Видимо, поэтому зрители охотно принимали участие в акциях КД. Их привлекала свобода такого художественного опыта или, как говорит Монастырский, «необязательность, несерьезность, огромное количество люфта. Потому что ведь созерцание картины в советскую, сталинскую или брежневскую эпоху было крайне однонаправленным… А когда человек приезжает на поле, причем приезжает с чувством необязательности, из частных каких-то побуждений, то там создается огромное люфтовое пространство, где он может смотреть на что угодно». Монастырский здесь, по сути, формулирует чисто ку-раторские цели КД — изменение характера взаимодействия зрителя с искусством.

Хотя в событийное поле акций КД попадало множество идеологически «нагруженных» событий и предметов, они намеренно отодвигались на периферию восприятия. Для КД они становились лишь движением языка, имеющим преходящее значение. Задачей же КД была приостановка языка, хотя бы на некоторое время. Этот сбой или пауза как раз и давали шанс переключить сознание зрителей на самих себя, сделать их объектами искусства.

- Постановка задачи:
Перепишите слово в слово ту часть фрагмента, которая открывается словами «Хотя в событийное» и завершается словами «их объектами искусства.». Опирайтесь исключительно на приведённый фрагмент.

- Набор данных:

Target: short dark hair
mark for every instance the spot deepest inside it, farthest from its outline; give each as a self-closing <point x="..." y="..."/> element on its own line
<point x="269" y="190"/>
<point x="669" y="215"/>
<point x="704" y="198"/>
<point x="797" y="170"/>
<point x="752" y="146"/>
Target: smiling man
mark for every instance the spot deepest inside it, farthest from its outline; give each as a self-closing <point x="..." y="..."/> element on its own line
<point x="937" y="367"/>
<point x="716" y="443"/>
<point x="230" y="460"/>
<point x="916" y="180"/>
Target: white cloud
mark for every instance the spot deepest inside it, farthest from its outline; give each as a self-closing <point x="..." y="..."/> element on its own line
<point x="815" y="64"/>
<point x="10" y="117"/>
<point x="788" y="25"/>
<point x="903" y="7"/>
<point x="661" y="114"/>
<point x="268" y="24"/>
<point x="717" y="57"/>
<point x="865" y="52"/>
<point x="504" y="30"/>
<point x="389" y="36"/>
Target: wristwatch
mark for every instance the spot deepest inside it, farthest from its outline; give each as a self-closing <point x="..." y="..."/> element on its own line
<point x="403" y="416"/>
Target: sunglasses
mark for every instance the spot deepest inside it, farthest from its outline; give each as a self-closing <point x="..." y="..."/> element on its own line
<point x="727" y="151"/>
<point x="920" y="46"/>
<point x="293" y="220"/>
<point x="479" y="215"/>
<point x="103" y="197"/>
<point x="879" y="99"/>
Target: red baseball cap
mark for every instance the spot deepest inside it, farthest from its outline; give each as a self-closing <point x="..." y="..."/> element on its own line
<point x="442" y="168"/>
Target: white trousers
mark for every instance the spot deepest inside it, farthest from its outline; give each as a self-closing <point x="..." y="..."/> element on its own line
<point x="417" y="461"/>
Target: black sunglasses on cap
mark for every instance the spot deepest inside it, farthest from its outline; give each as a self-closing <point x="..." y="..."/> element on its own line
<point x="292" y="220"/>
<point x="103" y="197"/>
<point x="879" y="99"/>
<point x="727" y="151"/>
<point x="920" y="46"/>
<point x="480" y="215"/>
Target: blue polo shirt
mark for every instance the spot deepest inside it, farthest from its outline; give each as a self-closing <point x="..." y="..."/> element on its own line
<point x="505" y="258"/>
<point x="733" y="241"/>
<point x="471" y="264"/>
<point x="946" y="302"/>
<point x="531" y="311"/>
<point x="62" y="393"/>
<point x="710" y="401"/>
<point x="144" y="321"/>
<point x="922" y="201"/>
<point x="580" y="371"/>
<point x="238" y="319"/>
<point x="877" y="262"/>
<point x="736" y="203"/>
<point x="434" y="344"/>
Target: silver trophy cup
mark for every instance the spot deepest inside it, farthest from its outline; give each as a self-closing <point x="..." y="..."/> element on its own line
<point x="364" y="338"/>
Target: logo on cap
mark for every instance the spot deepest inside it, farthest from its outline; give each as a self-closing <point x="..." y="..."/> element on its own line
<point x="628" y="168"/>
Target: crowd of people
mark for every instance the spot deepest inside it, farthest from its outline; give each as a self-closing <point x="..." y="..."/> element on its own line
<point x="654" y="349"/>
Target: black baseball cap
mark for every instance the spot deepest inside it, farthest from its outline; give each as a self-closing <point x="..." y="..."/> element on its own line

- Результат выполнения:
Хотя в событийное поле акций КД попадало множество идеологически «нагруженных» событий и предметов, они намеренно отодвигались на периферию восприятия. Для КД они становились лишь движением языка, имеющим преходящее значение. Задачей же КД была приостановка языка, хотя бы на некоторое время. Этот сбой или пауза как раз и давали шанс переключить сознание зрителей на самих себя, сделать их объектами искусства.